* _DIRECTIONS_: Recast the items below as a numbered list. Begin at the line that has "Can you find the cactus", stop after the line that has "[170, 220, 246, 261]", and leave out any blank lines.

* _RECORDS FOR PROCESSING_:
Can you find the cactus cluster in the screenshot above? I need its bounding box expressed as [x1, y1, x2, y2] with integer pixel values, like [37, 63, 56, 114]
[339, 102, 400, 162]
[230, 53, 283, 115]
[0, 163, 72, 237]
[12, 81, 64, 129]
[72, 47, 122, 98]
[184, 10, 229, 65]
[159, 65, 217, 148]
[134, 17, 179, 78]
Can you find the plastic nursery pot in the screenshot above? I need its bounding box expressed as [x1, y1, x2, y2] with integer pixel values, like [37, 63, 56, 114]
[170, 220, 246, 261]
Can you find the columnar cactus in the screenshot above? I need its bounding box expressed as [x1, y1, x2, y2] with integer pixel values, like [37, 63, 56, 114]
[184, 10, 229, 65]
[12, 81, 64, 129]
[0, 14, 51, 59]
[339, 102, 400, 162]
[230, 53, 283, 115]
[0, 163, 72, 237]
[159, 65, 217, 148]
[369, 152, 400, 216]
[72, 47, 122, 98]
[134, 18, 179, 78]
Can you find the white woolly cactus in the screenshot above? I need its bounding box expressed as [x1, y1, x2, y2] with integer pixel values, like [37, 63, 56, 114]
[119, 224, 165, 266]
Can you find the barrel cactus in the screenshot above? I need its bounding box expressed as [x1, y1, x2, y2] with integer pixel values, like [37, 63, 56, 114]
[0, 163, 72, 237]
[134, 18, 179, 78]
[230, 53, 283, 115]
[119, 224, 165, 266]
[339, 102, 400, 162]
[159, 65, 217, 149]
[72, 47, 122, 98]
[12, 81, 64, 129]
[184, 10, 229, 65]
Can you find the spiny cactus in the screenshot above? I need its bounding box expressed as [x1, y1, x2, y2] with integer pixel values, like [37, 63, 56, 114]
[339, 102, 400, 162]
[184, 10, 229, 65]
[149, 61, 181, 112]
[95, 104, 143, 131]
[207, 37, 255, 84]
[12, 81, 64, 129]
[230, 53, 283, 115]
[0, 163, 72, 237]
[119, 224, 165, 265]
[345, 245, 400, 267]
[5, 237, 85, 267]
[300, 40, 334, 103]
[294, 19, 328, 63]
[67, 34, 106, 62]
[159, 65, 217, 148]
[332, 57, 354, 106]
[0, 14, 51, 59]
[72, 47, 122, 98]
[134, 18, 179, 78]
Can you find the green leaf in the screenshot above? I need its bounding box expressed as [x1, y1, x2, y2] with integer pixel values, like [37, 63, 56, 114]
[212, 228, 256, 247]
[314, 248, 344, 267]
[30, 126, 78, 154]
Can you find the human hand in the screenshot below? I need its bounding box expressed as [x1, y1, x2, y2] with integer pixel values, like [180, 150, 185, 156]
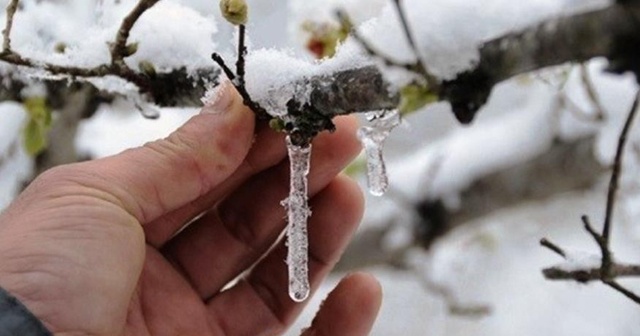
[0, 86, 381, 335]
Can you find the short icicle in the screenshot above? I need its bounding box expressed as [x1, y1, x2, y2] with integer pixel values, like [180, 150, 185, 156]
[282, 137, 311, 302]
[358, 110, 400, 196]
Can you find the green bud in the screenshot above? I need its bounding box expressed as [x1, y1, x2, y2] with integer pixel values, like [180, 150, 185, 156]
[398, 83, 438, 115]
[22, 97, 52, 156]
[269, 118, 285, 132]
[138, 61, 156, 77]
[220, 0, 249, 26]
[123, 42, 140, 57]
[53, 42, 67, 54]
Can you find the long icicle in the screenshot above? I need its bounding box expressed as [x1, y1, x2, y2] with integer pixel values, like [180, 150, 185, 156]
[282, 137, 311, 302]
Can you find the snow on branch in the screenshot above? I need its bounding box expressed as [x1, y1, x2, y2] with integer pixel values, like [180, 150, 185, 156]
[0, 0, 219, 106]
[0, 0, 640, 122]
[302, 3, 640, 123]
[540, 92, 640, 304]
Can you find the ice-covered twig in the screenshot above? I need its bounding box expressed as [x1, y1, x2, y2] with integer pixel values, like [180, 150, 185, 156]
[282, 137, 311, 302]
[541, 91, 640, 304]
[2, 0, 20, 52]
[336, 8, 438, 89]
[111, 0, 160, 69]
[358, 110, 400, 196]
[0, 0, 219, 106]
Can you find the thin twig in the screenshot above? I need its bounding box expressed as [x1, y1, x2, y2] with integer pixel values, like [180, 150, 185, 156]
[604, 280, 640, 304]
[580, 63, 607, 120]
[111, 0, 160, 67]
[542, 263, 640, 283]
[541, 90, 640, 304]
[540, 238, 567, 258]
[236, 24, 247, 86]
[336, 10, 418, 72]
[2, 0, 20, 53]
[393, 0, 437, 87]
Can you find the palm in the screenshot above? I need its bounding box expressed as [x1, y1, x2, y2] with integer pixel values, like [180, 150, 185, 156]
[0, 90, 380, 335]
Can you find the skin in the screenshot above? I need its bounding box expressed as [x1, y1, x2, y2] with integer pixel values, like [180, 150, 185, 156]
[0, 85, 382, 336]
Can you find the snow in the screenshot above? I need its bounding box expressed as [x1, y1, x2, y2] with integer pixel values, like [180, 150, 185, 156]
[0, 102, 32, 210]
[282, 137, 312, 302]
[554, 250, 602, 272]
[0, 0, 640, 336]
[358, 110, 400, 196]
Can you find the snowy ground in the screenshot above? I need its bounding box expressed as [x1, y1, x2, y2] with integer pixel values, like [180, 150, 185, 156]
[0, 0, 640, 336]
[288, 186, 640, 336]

* * *

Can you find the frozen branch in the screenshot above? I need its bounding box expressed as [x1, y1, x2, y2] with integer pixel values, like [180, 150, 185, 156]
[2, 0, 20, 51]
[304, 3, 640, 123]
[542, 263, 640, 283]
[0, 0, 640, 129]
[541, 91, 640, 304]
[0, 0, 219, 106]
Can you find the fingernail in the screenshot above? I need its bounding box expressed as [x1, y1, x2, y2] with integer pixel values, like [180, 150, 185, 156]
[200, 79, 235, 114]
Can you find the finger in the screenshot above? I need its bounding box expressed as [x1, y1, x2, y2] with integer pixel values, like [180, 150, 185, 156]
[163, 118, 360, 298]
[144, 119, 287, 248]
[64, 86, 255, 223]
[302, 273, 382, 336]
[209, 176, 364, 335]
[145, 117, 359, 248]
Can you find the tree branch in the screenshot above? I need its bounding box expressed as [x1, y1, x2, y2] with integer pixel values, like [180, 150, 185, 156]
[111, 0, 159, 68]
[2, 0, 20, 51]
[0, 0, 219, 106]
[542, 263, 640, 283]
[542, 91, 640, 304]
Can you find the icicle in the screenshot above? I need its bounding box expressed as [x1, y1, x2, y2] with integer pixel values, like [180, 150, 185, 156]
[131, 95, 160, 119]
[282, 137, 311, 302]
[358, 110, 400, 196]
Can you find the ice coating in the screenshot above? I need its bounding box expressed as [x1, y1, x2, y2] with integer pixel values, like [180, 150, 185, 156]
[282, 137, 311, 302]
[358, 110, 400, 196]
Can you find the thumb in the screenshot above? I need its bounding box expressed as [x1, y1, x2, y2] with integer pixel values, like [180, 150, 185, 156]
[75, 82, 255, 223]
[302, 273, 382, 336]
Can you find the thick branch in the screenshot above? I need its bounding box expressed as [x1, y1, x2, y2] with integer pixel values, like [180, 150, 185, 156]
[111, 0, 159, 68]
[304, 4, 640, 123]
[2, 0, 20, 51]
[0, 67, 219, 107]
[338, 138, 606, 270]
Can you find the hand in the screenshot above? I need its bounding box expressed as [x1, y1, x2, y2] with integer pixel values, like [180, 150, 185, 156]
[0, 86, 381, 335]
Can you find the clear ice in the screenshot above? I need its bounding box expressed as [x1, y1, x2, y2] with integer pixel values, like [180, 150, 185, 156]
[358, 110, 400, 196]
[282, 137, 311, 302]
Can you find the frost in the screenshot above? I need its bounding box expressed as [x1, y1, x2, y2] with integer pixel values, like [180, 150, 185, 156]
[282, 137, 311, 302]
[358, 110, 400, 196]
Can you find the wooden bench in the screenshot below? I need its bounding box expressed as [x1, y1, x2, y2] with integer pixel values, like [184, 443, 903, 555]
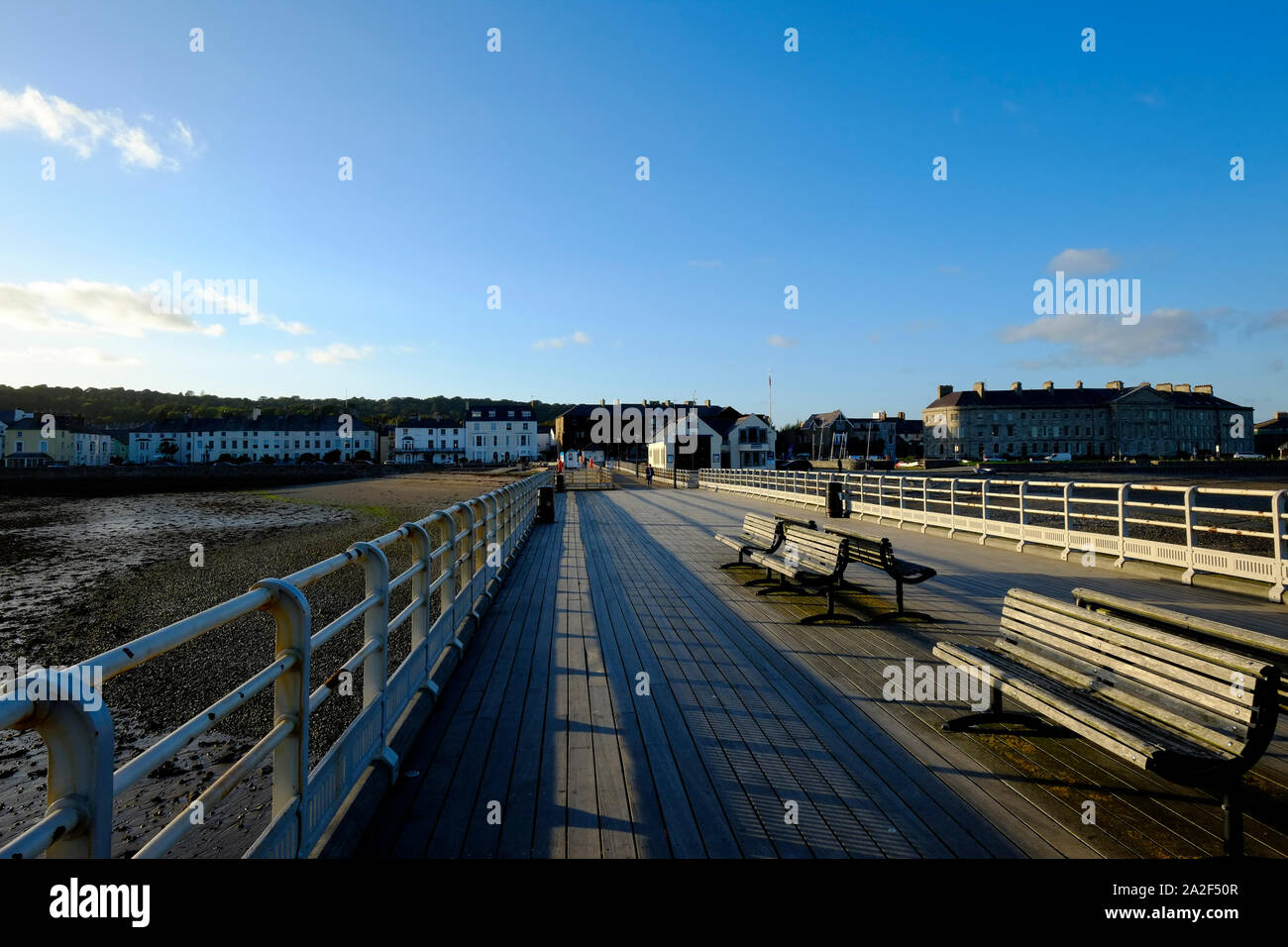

* _CORRECT RESPONSE_:
1. Can you find the cactus cluster in the screenshot above? I need its bounding box expressed as [x1, y1, x2, y2] with integer pixel values, like [37, 63, 56, 114]
2. [339, 102, 400, 162]
3. [230, 53, 283, 115]
4. [0, 163, 72, 237]
5. [12, 81, 64, 129]
6. [72, 47, 122, 98]
7. [184, 10, 229, 65]
8. [159, 65, 217, 148]
9. [134, 17, 179, 78]
10. Can you find the plastic nursery pot in the screenshot above? I need its bounding box expressed as [x1, y1, x2, y2] with integer pixel values, like [37, 63, 56, 114]
11. [170, 220, 246, 261]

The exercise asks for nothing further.